### TEXTAUSZUG:
Tschechien – ein Land der kurzen Wege mit vier direkten Nachbarländern, also mitten in Europa: zwischen Nord und Süd, zwischen Ost und West. Wer morgens an der dänischen Grenze in den EC nach Prag steigt, kann nachmittags am Ziel sein: 7,5 Std. bis zur Grenze, 9 Std. bis zur Hauptstadt – ohne Umsteigen. Dabei überrascht auf relativ kleiner Fläche die Vielfalt an wechselnden Landschaften, hohen Bergen, rauschenden Flüssen, weiten Ebenen, bezaubernden Städten.
Nicht weniger wechselvoll: die alte und neuere Geschichte des Landes.
Unser letzter Reisetag in Prag war diesen Wechseln gewidmet: im alten jüdischen Viertel, inmitten imposanter Architektur, im Prager Literaturhaus…
Lena Reinerovà (1916-2008), Gründerin des Prager Literaturhauses deutschsprachiger Autoren (http://www.prager-literaturhaus.com), verfasste noch kurz vor ihrem Tod eine Rede, die am 25.01.2008 im deutschen Bundestag gehalten wurde. Darin hieß es u.a.:
„Dass wir friedlich miteinander leben wollen und können, ist vielleicht eine Selbstverständlichkeit, die allerdings unterstützt und behütet werden muss. Es scheint mir, dass wir immer noch zu wenig Verständnis für die Lebensart, die Tradition und den Glauben eines sehr großen Teils unserer Mitmenschen auf diesem Planeten aufbringen. Das geschriebene Wort sollte dabei so wirksam wie nur möglich mithelfen.“
(die komplette Rede hier: https://www.bundestag.de/parlament/geschichte/gastredner/reinerova/rede_reinerova-246980)

### KURZE ÜBUNG 1:
Sammle aus der Liste jede Zeile, in der das Wort „round“ vorkommt, und schreib sie ab.
Der Text über Tschechien und die Liste haben inhaltlich nichts miteinander zu tun.

### BEREITGESTELLTE LISTE:
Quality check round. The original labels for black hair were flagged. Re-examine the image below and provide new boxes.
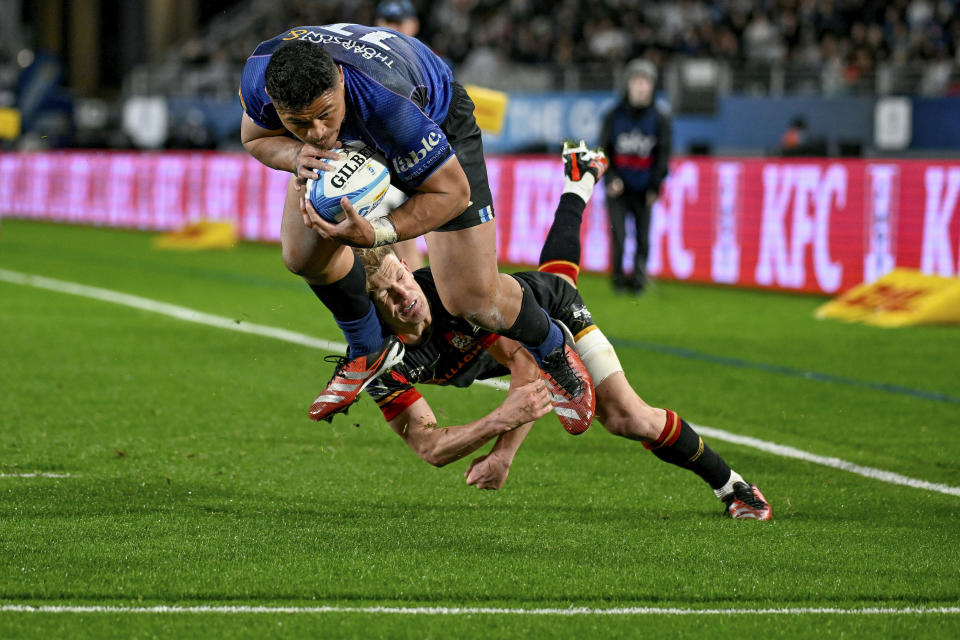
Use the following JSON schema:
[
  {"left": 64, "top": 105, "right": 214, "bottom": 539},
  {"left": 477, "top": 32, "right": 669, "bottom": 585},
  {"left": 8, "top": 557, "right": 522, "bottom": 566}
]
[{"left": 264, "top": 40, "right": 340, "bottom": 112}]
---
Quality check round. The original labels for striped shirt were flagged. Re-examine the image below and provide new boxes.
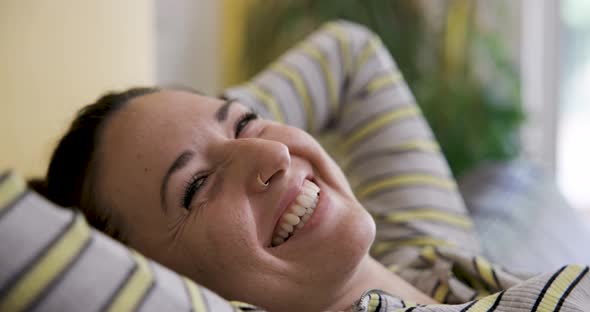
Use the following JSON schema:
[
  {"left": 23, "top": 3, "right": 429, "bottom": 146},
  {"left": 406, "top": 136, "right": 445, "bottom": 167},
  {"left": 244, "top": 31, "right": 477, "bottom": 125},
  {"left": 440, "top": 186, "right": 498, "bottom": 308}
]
...
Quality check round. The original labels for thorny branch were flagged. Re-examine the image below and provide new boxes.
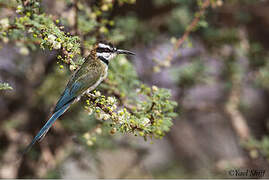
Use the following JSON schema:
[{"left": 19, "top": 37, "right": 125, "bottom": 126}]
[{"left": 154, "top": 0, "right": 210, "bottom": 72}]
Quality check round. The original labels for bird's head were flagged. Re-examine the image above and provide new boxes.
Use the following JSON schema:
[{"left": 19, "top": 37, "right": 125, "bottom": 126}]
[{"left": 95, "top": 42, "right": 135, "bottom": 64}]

### KURZE ÜBUNG 2:
Beantworte kurz diese Fragen zum Text über Tschechien:
(a) Wie viele direkte Nachbarländer hat Tschechien?
(b) Wie lange dauert die Fahrt mit dem EC von der dänischen Grenze bis zur Hauptstadt?
(c) An welchem Tag wurde die Rede im deutschen Bundestag gehalten?

### ERGEBNIS DER ÜBUNG 1:
Quality check round. The original labels for black hair were flagged. Re-examine the image below and provide new boxes.
Quality check round. The original labels for striped shirt were flagged. Re-examine the image below and provide new boxes.
Quality check round. The original labels for thorny branch were flagged. Re-examine the image below and provide new boxes.
Quality check round. The original labels for bird's head were flagged. Re-examine the image above and provide new boxes.

### ERGEBNIS DER ÜBUNG 2:
(a) Vier.
(b) 9 Stunden, ohne Umsteigen.
(c) Am 25.01.2008.